Constant and permanent observation of all those who stand to benefit from the selling of objects with dubious history is what academics should have learnt from the experience of the last two decades. Kwame Opoku.
David Gill said…
For the body responsible for checking if objects are on a database of "stolen" objects see here:
kyri said…
hi david,firstly let me congratulate you on your academia page,very impressive,i will enjoy reading some of the papers when time allows.
so it seems christies did not consider ex-medici pieces to be "problematic" or stolen property,if that is the case than they are going to have to withdraw many more pieces in the future and they deserve all the bad publicity that they we know the ALR is not fit for purpose when conducting due diligence on antiquities so if christies are relying mainly on them they will have problems but my question is would the italian authorities tell christies if a piece is in the dossier or wait till the catalogue is published,so they can get maximum publicity out of any returns?if they say ,"yes" to christies the piece is in the dossier,than what will stop the piece just disappearing underground and sold privately.unless the italians are willing to help and christies are willing to disclose the id of the consigner at the very least,the status quo will not change.i personally dont believe the italians will tell them anything and so christies could not do their due diligence,maybe im wrong. christies can take a big step in the right direction by accepting that anything in the medici dossier is very problematic,that is a very basic requirement in my eyes.

▸ EXERCISE 1
Retype a passage from the comment thread word for word. Begin at the words that contain "Constant and permanent" and stop after "when time allows.".
▸ EXERCISE 2
List every word or phrase in the comment thread that appears inside quotation marks.

▸ Extracted data entries
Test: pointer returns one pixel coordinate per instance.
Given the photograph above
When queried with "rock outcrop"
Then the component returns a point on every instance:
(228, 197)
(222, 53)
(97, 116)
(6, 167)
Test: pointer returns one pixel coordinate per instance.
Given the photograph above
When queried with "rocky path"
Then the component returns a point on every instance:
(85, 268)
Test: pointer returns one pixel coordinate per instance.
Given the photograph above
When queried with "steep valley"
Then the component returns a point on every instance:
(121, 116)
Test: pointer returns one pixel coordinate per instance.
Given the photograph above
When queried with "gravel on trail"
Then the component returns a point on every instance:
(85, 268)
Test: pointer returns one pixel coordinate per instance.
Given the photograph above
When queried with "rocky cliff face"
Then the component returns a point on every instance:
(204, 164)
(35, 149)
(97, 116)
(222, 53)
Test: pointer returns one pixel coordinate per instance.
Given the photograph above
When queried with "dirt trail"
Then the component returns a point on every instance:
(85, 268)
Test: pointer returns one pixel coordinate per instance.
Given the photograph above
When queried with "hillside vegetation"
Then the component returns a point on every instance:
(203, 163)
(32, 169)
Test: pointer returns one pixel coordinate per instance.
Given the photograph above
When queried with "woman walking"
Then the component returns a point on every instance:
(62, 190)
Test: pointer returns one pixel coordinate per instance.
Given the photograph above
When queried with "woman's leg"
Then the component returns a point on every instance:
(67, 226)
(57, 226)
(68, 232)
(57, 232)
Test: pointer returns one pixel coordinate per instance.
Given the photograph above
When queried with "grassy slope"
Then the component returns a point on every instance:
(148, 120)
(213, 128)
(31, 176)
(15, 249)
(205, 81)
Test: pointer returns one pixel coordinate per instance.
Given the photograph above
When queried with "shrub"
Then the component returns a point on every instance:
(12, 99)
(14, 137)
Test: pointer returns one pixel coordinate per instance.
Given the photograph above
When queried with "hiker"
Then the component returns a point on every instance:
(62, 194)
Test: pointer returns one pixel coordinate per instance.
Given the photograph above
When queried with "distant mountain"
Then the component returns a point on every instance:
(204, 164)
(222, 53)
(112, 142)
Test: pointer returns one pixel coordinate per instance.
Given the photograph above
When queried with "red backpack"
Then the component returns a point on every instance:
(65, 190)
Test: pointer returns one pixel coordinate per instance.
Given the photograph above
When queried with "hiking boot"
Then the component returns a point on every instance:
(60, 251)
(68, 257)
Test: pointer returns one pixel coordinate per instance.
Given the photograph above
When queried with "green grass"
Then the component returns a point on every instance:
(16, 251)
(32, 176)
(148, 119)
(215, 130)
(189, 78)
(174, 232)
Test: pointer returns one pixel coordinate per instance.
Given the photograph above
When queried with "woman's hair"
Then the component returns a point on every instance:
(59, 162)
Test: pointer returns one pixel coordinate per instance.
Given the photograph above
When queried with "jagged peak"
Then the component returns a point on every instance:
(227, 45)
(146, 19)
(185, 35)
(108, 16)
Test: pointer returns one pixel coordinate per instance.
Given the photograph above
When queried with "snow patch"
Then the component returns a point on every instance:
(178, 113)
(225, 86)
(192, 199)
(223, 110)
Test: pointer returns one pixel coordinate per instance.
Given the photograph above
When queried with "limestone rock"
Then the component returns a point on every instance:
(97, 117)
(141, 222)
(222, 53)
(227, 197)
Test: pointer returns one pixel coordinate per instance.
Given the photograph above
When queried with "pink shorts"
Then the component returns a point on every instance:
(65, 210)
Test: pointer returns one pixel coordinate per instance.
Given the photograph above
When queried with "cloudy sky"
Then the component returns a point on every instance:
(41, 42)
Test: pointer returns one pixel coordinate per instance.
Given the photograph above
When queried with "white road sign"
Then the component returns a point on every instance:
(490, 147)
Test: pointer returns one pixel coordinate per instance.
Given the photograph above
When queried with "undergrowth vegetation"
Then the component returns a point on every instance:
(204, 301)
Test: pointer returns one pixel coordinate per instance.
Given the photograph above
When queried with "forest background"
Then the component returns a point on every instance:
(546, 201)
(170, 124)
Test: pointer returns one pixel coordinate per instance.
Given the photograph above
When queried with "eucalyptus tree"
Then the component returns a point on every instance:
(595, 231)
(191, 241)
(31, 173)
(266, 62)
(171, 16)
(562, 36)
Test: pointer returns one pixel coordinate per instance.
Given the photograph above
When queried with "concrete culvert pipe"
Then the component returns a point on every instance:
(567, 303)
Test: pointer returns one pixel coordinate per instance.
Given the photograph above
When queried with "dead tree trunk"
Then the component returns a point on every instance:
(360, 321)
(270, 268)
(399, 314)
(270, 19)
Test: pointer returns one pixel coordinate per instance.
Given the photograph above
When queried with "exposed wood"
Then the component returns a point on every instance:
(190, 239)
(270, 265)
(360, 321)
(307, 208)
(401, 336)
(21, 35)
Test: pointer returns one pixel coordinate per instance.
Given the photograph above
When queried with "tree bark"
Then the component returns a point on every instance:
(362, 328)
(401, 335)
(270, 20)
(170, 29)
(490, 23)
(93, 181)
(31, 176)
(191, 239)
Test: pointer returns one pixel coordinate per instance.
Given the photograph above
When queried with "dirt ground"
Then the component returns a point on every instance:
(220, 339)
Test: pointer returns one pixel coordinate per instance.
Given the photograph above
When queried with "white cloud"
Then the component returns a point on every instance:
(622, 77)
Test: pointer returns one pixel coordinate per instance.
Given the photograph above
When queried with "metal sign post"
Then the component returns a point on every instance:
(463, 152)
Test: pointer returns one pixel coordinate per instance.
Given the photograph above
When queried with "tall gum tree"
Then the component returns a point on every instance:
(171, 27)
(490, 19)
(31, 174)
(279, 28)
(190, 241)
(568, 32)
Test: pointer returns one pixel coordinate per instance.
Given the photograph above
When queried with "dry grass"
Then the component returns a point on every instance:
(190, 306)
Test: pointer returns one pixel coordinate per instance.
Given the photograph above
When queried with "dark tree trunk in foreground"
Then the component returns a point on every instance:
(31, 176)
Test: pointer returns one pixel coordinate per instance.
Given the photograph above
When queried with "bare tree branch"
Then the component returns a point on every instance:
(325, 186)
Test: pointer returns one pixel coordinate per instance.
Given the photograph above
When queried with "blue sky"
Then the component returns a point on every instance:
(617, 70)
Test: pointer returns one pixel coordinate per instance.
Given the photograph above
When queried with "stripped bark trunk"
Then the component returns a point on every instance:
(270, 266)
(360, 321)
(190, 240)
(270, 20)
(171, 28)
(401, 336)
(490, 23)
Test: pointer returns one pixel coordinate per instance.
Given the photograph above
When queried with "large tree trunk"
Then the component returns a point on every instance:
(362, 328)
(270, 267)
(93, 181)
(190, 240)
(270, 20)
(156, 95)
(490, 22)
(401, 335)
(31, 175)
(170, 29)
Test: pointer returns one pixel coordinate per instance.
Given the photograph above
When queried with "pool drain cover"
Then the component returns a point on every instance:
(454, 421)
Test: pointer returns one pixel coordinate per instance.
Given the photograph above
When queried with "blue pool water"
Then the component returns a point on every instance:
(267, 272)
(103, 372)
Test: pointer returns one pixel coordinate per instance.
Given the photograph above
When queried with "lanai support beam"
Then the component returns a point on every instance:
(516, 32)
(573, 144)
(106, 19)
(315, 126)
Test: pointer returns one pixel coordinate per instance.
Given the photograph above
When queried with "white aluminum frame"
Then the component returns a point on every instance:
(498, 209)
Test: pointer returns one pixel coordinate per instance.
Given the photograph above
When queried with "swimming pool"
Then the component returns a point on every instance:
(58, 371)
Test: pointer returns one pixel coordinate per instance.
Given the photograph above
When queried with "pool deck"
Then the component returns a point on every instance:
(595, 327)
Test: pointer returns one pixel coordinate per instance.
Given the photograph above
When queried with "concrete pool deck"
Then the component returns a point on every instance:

▸ ANSWER AREA 1
Constant and permanent observation of all those who stand to benefit from the selling of objects with dubious history is what academics should have learnt from the experience of the last two decades. Kwame Opoku.
David Gill said…
For the body responsible for checking if objects are on a database of "stolen" objects see here:
kyri said…
hi david,firstly let me congratulate you on your academia page,very impressive,i will enjoy reading some of the papers when time allows.

▸ ANSWER AREA 2
"stolen"
"problematic"
"yes"